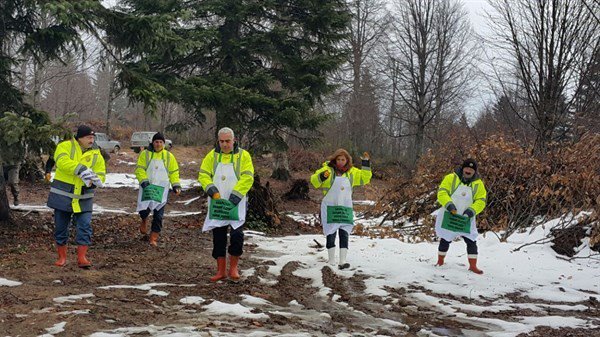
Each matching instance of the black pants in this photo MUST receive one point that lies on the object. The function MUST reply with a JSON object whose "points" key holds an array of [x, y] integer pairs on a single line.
{"points": [[343, 239], [220, 241], [471, 246], [156, 219]]}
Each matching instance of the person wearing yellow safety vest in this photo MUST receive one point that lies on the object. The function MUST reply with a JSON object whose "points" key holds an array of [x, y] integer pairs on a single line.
{"points": [[337, 178], [156, 171], [226, 174], [80, 168], [462, 196]]}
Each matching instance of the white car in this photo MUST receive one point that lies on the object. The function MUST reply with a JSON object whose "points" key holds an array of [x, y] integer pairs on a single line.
{"points": [[105, 143], [140, 140]]}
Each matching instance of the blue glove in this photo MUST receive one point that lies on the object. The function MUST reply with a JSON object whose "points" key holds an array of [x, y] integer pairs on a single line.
{"points": [[469, 213], [451, 208], [212, 191], [234, 199]]}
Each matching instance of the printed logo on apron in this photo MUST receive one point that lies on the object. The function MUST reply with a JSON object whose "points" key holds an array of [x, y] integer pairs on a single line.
{"points": [[336, 207], [448, 226], [155, 195], [221, 211]]}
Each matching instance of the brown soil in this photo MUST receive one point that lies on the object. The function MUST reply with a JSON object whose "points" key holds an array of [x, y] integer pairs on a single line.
{"points": [[183, 261]]}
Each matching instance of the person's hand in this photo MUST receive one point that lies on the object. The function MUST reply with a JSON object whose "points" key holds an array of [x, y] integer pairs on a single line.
{"points": [[234, 199], [451, 208], [213, 192], [86, 174], [469, 213], [365, 159]]}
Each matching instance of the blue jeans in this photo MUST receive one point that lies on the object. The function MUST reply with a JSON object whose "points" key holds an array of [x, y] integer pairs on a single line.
{"points": [[471, 246], [156, 219], [83, 223], [236, 243], [343, 239]]}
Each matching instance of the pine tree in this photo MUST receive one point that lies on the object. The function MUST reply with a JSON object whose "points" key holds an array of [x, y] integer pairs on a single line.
{"points": [[260, 65], [22, 34]]}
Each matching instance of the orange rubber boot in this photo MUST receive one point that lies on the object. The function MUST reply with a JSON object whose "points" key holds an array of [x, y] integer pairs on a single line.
{"points": [[144, 227], [153, 239], [473, 266], [62, 256], [233, 270], [221, 270], [82, 261], [441, 257]]}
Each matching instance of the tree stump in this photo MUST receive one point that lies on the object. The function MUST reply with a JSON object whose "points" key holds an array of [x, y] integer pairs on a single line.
{"points": [[299, 190], [262, 207]]}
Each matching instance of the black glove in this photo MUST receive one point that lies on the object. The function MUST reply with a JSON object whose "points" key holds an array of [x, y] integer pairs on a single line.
{"points": [[234, 199], [451, 208], [211, 191], [469, 213]]}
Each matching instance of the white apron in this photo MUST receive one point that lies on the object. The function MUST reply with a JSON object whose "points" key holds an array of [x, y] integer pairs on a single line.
{"points": [[336, 207], [155, 195], [225, 180], [462, 199]]}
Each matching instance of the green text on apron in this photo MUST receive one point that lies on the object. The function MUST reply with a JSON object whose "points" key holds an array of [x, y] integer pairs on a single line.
{"points": [[225, 180], [336, 207], [449, 227], [155, 195]]}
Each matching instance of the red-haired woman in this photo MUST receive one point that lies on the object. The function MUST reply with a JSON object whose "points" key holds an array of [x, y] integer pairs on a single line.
{"points": [[336, 179]]}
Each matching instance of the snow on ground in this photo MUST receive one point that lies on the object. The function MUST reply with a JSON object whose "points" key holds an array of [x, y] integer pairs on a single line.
{"points": [[72, 298], [55, 329], [217, 308], [192, 300], [117, 180], [533, 271], [8, 283], [147, 286]]}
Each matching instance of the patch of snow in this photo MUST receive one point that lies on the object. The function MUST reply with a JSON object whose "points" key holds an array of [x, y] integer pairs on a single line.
{"points": [[533, 271], [128, 180], [192, 300], [237, 310], [251, 300], [147, 286], [72, 298], [56, 329], [153, 292], [74, 312], [8, 283]]}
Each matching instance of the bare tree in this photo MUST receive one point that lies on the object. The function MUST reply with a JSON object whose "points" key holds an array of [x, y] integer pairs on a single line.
{"points": [[432, 52], [547, 42]]}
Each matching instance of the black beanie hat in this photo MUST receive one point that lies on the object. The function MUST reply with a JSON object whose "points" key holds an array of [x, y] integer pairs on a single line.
{"points": [[84, 130], [158, 136], [470, 162]]}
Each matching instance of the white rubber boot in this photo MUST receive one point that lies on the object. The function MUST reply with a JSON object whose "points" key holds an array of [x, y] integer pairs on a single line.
{"points": [[343, 253], [331, 252]]}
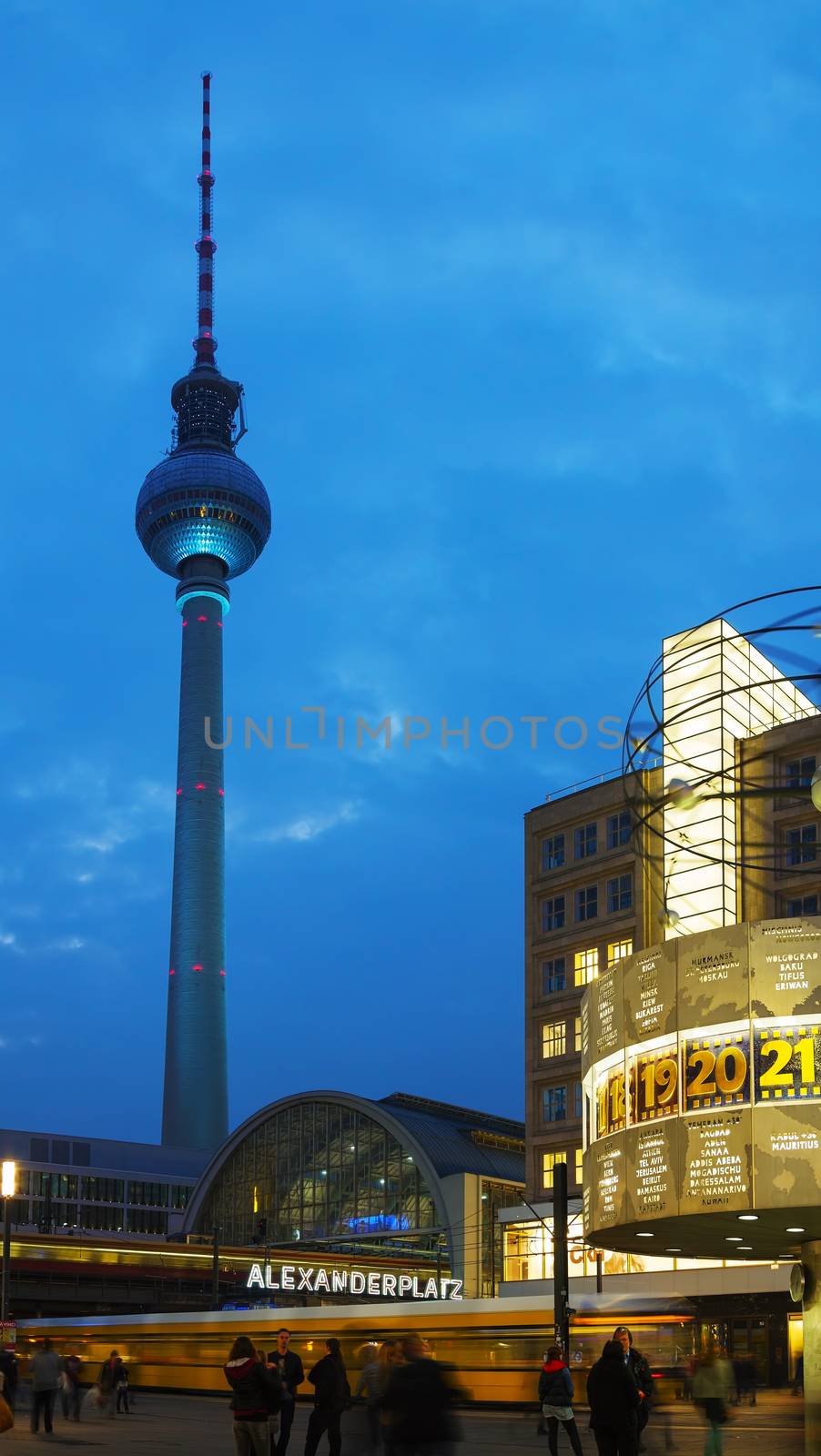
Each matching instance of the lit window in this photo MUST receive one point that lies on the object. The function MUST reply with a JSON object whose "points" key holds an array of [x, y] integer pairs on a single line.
{"points": [[553, 852], [801, 844], [553, 914], [553, 976], [587, 903], [553, 1040], [585, 841], [619, 895], [617, 951], [803, 905], [585, 966], [619, 829], [548, 1165], [553, 1104], [798, 774]]}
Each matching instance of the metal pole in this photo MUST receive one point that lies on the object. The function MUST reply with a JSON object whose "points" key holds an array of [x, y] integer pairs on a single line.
{"points": [[216, 1270], [6, 1261], [561, 1273]]}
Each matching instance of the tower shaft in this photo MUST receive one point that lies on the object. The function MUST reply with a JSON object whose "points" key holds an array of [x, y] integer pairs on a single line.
{"points": [[196, 1104]]}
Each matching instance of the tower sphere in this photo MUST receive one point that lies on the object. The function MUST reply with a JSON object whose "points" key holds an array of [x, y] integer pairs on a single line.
{"points": [[203, 502]]}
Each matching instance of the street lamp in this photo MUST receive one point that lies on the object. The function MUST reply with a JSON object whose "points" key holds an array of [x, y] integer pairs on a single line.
{"points": [[7, 1181]]}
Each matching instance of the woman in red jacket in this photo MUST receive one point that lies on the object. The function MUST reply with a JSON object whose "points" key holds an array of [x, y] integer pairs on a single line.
{"points": [[556, 1395], [258, 1394]]}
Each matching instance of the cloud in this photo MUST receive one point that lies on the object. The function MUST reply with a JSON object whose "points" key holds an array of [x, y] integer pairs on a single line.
{"points": [[309, 826]]}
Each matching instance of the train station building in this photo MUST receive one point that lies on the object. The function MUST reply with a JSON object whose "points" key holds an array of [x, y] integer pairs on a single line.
{"points": [[316, 1198]]}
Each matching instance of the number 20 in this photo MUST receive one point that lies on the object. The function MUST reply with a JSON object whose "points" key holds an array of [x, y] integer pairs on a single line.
{"points": [[730, 1067]]}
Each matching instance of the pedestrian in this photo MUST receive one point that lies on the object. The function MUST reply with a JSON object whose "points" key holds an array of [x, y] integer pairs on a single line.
{"points": [[712, 1385], [70, 1394], [290, 1370], [10, 1370], [330, 1397], [641, 1372], [613, 1398], [123, 1390], [420, 1401], [44, 1369], [556, 1397], [373, 1383], [257, 1395], [108, 1380]]}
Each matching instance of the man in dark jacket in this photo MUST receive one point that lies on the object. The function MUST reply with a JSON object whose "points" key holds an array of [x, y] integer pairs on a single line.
{"points": [[420, 1404], [613, 1398], [290, 1370], [9, 1369], [641, 1372]]}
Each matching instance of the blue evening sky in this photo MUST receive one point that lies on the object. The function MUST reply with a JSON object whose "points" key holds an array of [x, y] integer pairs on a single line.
{"points": [[524, 296]]}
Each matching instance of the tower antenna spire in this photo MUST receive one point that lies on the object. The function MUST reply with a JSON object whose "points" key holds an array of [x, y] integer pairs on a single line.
{"points": [[206, 344]]}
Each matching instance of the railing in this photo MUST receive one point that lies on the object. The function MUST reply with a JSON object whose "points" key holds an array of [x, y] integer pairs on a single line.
{"points": [[597, 778]]}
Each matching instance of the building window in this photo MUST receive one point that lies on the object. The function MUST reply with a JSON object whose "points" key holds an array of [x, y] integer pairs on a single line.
{"points": [[587, 903], [585, 966], [553, 852], [798, 774], [619, 951], [553, 1038], [553, 914], [619, 829], [801, 844], [803, 905], [553, 976], [548, 1165], [619, 893], [585, 841], [553, 1104]]}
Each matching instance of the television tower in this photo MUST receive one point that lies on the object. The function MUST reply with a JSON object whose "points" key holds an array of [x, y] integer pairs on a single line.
{"points": [[203, 516]]}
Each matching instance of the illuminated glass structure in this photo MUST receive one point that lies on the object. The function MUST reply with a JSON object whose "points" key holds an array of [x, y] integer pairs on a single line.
{"points": [[328, 1169], [203, 516]]}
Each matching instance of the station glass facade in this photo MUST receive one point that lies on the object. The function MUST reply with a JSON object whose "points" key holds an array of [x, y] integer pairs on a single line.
{"points": [[320, 1171]]}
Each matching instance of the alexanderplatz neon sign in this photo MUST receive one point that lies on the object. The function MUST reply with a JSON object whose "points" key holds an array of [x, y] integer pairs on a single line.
{"points": [[351, 1281]]}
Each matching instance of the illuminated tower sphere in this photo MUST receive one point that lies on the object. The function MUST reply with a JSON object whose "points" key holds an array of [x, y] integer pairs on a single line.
{"points": [[203, 516]]}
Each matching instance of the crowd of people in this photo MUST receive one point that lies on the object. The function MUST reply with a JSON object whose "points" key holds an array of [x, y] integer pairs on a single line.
{"points": [[410, 1398], [53, 1376]]}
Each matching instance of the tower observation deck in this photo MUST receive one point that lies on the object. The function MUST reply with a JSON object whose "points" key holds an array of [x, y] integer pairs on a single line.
{"points": [[203, 516]]}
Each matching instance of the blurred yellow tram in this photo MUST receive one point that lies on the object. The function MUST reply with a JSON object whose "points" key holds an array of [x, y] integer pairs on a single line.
{"points": [[495, 1346]]}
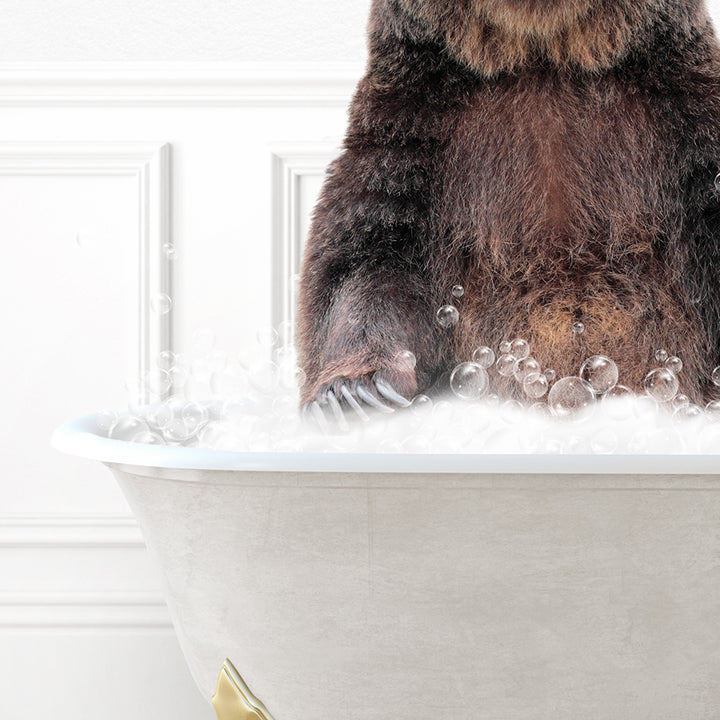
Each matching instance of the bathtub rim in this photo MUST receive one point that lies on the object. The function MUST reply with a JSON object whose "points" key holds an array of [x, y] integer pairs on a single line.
{"points": [[80, 437]]}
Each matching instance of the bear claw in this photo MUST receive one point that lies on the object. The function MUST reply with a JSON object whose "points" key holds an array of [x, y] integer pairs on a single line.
{"points": [[331, 403]]}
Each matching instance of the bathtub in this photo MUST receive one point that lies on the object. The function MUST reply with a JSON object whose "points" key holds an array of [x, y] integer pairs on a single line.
{"points": [[414, 587]]}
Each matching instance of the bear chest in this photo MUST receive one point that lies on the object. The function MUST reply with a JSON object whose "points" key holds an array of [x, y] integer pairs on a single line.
{"points": [[533, 161]]}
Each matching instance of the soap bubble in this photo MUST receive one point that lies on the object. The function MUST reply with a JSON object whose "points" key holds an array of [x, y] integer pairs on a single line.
{"points": [[600, 372], [570, 396], [126, 427], [203, 340], [536, 387], [421, 404], [105, 419], [645, 408], [406, 360], [157, 381], [194, 415], [148, 438], [716, 376], [520, 348], [712, 410], [161, 303], [469, 381], [506, 365], [447, 316], [484, 356], [527, 369], [661, 384]]}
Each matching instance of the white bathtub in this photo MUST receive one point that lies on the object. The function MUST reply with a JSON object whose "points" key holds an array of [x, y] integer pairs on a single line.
{"points": [[361, 587]]}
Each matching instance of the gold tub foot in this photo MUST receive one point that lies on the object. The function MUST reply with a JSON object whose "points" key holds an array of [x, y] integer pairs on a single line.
{"points": [[233, 700]]}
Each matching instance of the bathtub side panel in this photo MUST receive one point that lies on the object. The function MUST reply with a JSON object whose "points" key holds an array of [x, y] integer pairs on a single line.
{"points": [[496, 602]]}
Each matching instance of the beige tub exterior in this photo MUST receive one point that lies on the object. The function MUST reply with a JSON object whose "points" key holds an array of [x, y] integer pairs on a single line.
{"points": [[466, 594]]}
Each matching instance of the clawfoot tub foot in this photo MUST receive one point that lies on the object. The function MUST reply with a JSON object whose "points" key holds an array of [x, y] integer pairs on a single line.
{"points": [[233, 700]]}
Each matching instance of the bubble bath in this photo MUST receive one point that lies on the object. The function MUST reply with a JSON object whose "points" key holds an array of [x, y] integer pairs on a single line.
{"points": [[246, 402]]}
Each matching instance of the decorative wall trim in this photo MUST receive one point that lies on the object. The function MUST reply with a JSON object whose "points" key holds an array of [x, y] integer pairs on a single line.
{"points": [[290, 163], [69, 532], [149, 164], [28, 611], [158, 84]]}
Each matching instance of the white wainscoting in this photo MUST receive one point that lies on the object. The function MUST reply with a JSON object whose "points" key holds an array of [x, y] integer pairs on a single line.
{"points": [[103, 165]]}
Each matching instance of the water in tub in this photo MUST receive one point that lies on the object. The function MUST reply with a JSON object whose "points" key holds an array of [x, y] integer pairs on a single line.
{"points": [[248, 401]]}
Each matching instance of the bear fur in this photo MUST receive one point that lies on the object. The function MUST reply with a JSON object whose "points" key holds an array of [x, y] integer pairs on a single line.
{"points": [[557, 159]]}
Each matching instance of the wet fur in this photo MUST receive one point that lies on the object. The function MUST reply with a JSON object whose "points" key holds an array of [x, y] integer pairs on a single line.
{"points": [[555, 158]]}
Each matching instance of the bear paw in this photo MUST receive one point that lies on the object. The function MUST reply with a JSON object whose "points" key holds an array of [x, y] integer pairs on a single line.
{"points": [[334, 402]]}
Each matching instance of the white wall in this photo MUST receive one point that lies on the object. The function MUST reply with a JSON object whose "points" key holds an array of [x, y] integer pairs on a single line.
{"points": [[94, 97], [183, 30]]}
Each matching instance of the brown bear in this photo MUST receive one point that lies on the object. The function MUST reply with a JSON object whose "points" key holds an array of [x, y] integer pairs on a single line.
{"points": [[557, 159]]}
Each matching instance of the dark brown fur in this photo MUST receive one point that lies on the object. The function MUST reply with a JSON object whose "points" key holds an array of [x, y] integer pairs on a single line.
{"points": [[555, 158]]}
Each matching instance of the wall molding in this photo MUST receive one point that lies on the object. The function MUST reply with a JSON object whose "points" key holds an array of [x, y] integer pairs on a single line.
{"points": [[69, 532], [68, 610], [158, 84], [149, 164], [290, 163]]}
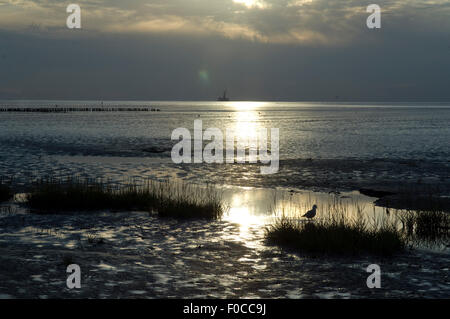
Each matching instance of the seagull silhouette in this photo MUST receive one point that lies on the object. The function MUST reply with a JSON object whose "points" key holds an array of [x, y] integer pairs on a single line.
{"points": [[311, 213]]}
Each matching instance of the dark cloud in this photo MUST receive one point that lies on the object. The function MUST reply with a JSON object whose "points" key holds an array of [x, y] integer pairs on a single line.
{"points": [[180, 49]]}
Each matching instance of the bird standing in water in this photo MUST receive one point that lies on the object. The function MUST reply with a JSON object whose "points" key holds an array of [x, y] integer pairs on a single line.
{"points": [[311, 213]]}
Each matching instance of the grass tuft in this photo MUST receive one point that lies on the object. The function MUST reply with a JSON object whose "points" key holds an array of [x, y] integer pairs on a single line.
{"points": [[168, 199], [336, 236]]}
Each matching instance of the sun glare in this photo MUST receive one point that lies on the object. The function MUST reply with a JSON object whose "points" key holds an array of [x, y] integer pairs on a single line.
{"points": [[251, 3]]}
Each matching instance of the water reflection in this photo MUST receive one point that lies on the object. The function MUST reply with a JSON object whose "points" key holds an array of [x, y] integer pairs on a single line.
{"points": [[252, 209]]}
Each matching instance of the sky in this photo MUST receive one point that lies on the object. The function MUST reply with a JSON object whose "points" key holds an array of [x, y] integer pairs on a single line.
{"points": [[286, 50]]}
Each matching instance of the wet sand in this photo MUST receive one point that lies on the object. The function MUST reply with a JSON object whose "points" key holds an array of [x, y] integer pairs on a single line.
{"points": [[134, 255]]}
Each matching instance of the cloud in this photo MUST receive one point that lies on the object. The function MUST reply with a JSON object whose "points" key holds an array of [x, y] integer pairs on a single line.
{"points": [[315, 22]]}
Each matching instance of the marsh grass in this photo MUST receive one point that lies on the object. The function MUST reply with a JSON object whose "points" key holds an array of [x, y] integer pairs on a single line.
{"points": [[168, 199], [338, 233], [426, 225]]}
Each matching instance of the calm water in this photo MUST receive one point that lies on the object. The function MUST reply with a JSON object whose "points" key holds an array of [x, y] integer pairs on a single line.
{"points": [[137, 144], [307, 130]]}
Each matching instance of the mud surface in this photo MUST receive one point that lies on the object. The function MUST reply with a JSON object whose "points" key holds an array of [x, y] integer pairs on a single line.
{"points": [[135, 255]]}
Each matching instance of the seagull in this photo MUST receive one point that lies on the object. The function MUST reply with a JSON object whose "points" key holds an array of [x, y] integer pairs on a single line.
{"points": [[310, 214]]}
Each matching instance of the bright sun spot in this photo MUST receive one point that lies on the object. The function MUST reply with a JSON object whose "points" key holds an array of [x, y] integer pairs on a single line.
{"points": [[251, 3]]}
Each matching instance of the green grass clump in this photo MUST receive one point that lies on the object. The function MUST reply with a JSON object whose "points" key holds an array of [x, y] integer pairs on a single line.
{"points": [[336, 236], [428, 225], [168, 199], [5, 193]]}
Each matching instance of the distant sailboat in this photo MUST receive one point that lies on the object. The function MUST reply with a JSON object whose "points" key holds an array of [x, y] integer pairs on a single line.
{"points": [[223, 98]]}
—————
TASK INSTRUCTIONS:
Once you reach the line that holds "Each matching instance of the bright", print it and every line after it through the end of the records, word for word.

RESULT FOR THIS TASK:
Each matching instance of the bright sun spot in this photo MUST receive one point that lies on the object. The function MUST reply with a JSON object whose "points" key holds an array of [x, y] integer pairs on a single line.
{"points": [[251, 3]]}
Each matching instance of the green grass clump in this photo MUST receive one point that lies on the object. The function MUST reply with a JSON object whose "points" key holds an array of [x, y] integer pairs on a single line.
{"points": [[336, 236], [428, 225], [168, 199], [5, 193]]}
Each matching instance of the distant sailboat in this photo MUST receive one point that lies on the object. The function MUST reply with a JSON object whose "points" key holds an array of [x, y] integer pairs on a single line.
{"points": [[223, 98]]}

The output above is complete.